[Referring expression pointing data]
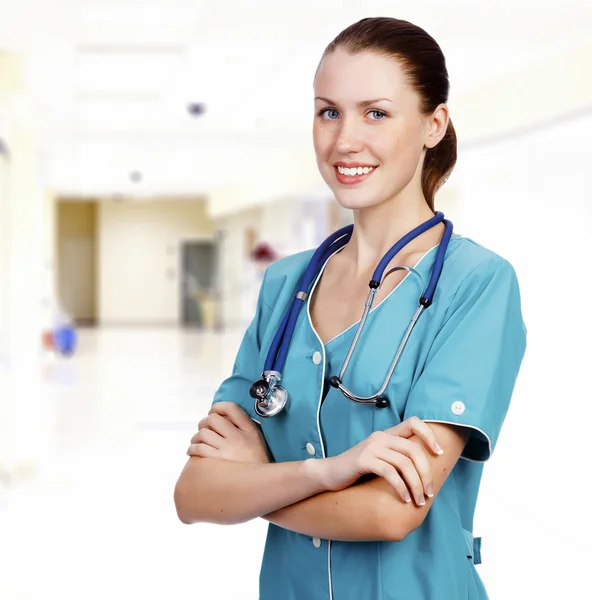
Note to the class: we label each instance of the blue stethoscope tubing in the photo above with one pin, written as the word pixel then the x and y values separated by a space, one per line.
pixel 278 351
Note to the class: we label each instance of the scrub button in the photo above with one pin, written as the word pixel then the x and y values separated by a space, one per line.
pixel 458 408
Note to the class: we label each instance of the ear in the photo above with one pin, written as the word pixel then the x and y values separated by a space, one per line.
pixel 436 126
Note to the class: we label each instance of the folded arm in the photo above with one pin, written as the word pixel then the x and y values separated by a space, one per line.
pixel 370 510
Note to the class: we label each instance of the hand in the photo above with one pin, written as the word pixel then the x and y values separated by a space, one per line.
pixel 389 454
pixel 228 432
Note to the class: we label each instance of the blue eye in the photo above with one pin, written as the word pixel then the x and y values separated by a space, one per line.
pixel 328 110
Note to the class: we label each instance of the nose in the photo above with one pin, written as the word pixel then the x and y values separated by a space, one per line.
pixel 349 138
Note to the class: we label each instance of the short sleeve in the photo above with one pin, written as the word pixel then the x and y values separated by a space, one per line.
pixel 472 366
pixel 246 370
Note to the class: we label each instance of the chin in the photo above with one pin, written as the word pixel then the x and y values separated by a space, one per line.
pixel 356 199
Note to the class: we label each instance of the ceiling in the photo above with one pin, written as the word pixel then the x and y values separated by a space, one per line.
pixel 111 80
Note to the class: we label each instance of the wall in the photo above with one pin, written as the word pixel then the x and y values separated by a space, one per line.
pixel 76 258
pixel 139 258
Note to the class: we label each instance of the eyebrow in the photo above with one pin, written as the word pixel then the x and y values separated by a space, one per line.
pixel 361 104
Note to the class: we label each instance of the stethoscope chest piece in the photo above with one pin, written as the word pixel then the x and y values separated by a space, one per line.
pixel 270 398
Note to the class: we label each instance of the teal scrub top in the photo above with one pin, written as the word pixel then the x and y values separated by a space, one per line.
pixel 460 367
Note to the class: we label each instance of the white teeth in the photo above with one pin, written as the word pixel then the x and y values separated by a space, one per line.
pixel 355 170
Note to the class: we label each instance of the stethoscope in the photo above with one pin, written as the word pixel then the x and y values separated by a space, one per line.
pixel 270 397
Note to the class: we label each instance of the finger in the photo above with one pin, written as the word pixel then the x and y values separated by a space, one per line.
pixel 416 453
pixel 202 450
pixel 387 471
pixel 415 426
pixel 404 465
pixel 234 412
pixel 209 437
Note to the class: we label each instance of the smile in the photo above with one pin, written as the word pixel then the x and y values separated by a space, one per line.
pixel 353 175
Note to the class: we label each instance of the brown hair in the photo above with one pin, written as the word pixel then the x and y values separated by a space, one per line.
pixel 423 63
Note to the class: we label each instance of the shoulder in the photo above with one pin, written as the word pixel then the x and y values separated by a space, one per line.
pixel 470 261
pixel 284 273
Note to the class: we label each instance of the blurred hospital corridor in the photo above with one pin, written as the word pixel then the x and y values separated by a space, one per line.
pixel 100 522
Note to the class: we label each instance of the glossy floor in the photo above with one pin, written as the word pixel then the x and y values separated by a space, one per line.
pixel 98 519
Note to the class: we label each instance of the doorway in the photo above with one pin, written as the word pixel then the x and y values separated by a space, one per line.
pixel 198 283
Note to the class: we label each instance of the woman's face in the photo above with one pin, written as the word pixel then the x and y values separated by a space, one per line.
pixel 366 118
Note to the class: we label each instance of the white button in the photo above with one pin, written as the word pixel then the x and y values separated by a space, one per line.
pixel 458 408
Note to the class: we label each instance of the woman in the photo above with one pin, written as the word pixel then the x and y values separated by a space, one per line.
pixel 367 502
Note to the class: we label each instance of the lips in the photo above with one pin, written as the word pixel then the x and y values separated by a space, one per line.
pixel 352 179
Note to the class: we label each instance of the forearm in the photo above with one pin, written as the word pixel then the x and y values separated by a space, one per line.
pixel 220 491
pixel 358 513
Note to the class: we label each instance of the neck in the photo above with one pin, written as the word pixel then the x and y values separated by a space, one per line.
pixel 378 228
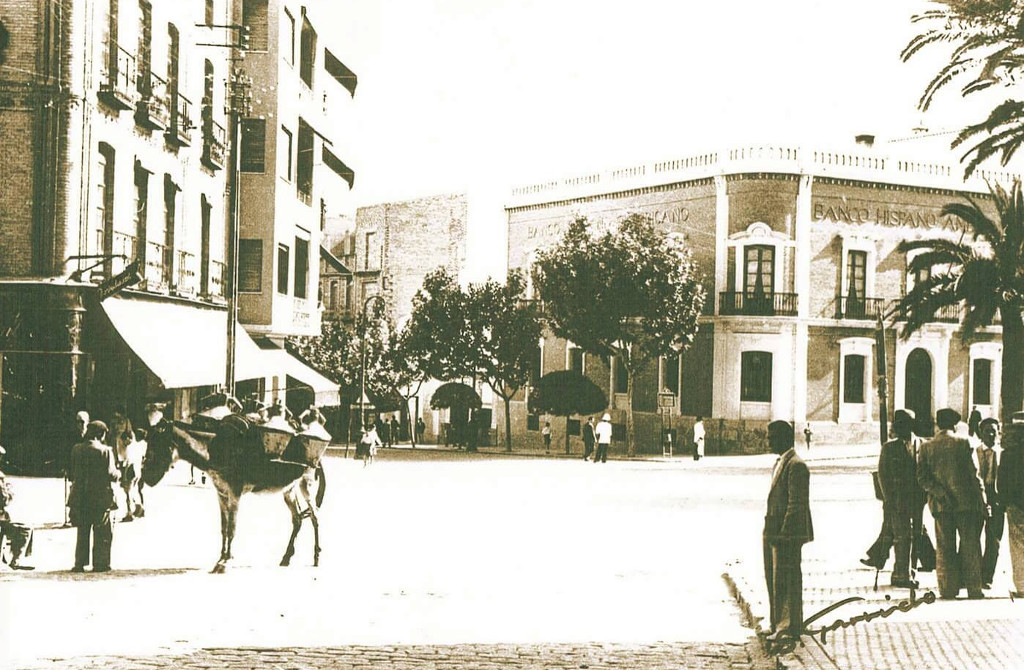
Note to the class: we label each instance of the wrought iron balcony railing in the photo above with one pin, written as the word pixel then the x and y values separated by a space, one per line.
pixel 117 85
pixel 153 110
pixel 757 304
pixel 851 307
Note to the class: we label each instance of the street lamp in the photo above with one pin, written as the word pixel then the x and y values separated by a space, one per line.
pixel 363 357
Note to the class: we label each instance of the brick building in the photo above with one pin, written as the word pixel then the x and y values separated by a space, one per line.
pixel 113 114
pixel 797 250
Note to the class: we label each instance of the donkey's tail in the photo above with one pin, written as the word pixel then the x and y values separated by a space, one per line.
pixel 321 485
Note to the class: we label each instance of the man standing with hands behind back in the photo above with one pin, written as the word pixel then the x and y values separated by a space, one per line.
pixel 787 528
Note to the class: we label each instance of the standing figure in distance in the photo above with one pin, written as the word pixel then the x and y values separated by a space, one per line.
pixel 956 499
pixel 902 498
pixel 787 528
pixel 92 471
pixel 988 454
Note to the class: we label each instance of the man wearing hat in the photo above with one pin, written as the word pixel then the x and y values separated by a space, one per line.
pixel 902 498
pixel 603 434
pixel 956 499
pixel 92 470
pixel 787 528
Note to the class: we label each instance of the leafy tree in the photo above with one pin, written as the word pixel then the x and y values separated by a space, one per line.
pixel 565 392
pixel 987 41
pixel 630 293
pixel 987 278
pixel 505 328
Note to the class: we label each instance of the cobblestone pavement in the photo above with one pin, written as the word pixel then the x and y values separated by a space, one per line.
pixel 658 656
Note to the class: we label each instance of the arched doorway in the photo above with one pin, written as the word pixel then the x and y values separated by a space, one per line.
pixel 918 389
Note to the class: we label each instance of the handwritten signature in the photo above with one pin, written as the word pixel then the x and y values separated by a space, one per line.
pixel 785 645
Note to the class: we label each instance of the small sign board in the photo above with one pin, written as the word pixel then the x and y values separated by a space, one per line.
pixel 124 279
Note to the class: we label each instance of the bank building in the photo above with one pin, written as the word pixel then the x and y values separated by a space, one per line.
pixel 797 248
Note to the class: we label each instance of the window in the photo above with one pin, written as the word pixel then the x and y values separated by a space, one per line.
pixel 283 267
pixel 250 265
pixel 304 163
pixel 301 267
pixel 254 16
pixel 759 270
pixel 253 144
pixel 307 52
pixel 574 360
pixel 856 273
pixel 288 38
pixel 204 252
pixel 755 377
pixel 621 379
pixel 982 393
pixel 369 249
pixel 285 154
pixel 670 374
pixel 853 379
pixel 144 47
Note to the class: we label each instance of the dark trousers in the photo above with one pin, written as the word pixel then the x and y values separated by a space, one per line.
pixel 904 524
pixel 961 568
pixel 101 534
pixel 785 587
pixel 588 449
pixel 993 536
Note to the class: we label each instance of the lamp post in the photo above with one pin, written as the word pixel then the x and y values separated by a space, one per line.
pixel 363 357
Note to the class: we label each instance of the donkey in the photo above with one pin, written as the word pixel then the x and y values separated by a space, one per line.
pixel 236 466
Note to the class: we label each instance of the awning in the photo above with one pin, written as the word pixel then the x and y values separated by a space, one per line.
pixel 183 345
pixel 281 363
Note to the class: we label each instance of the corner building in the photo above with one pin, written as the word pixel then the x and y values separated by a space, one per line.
pixel 797 250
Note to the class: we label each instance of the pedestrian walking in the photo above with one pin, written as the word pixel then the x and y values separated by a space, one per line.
pixel 698 438
pixel 1010 484
pixel 589 437
pixel 956 499
pixel 902 498
pixel 18 535
pixel 92 471
pixel 988 454
pixel 603 434
pixel 787 528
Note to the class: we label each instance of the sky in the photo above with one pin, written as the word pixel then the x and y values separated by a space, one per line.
pixel 479 95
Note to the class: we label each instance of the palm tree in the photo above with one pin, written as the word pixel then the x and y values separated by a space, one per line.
pixel 986 278
pixel 987 40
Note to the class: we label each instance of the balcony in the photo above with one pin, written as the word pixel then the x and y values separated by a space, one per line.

[Task goal]
All lines from the one that holds "Note to the class: we label each instance of the awning" through the end of the records are to be returned exactly, including both boundary lines, and no others.

[Answer to the problem]
Note to the class: we label each instance of the awning in the photo above with one pin, written as the word pixel then the x and y values separated by a space, one per line.
pixel 183 345
pixel 281 363
Note to the class: we label each instance of the corner building in the photo above with one pin, written as the word pixel then the x and y values separated by a space, one per line.
pixel 797 250
Note to the class: we label each instance of the pedestrian walking in the photo above with one pin, written as the word pixel then the x and y values separated by a space, one per line.
pixel 698 438
pixel 1010 484
pixel 589 437
pixel 956 499
pixel 902 498
pixel 18 535
pixel 92 471
pixel 988 454
pixel 603 434
pixel 787 528
Note to the class: we label each instance of the sky in the photo above with one pin, written as the word pixel then the x and y values separated by a space, one per line.
pixel 479 95
Note to the class: we label each instance of the palm tree in the photo above with one pin, written as the word pixel then the x and y values separated by a space, one per line.
pixel 986 278
pixel 987 40
Note to the class: we label each instance of the balcony in the photo above with one pin, written as the word pixel then the x and y values separated by a space, one per line.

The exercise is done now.